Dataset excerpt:
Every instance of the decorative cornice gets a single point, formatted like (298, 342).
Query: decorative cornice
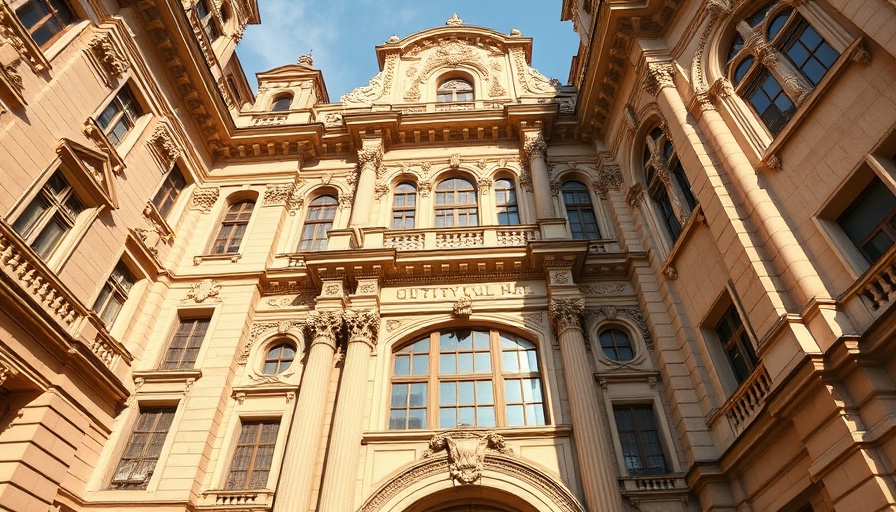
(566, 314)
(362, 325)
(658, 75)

---

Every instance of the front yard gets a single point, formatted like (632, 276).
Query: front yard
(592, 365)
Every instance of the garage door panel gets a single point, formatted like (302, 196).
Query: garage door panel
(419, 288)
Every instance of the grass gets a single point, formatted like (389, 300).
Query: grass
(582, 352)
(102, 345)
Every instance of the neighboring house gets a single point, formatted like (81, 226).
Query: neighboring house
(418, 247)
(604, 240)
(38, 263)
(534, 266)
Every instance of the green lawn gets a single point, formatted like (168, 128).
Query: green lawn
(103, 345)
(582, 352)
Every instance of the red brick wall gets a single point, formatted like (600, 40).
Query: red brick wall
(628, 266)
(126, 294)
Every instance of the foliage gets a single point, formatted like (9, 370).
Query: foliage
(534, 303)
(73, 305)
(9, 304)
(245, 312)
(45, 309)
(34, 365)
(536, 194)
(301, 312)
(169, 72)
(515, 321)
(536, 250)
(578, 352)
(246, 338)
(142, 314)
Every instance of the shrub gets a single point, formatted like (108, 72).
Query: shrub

Exercise: Rewrite the listing from the line with "Every instance of the foliage" to the line with "Query: shrub", changing "foliage" to "greenery" and leaving everything else as it is.

Response:
Every instance of the greenery gets a single point, formatted like (9, 370).
Query: greenery
(534, 303)
(73, 305)
(9, 304)
(245, 312)
(45, 309)
(34, 365)
(536, 194)
(301, 312)
(169, 72)
(515, 321)
(536, 250)
(578, 352)
(246, 338)
(142, 314)
Every instance of the shrub gets a single point, formatted like (108, 72).
Query: shrub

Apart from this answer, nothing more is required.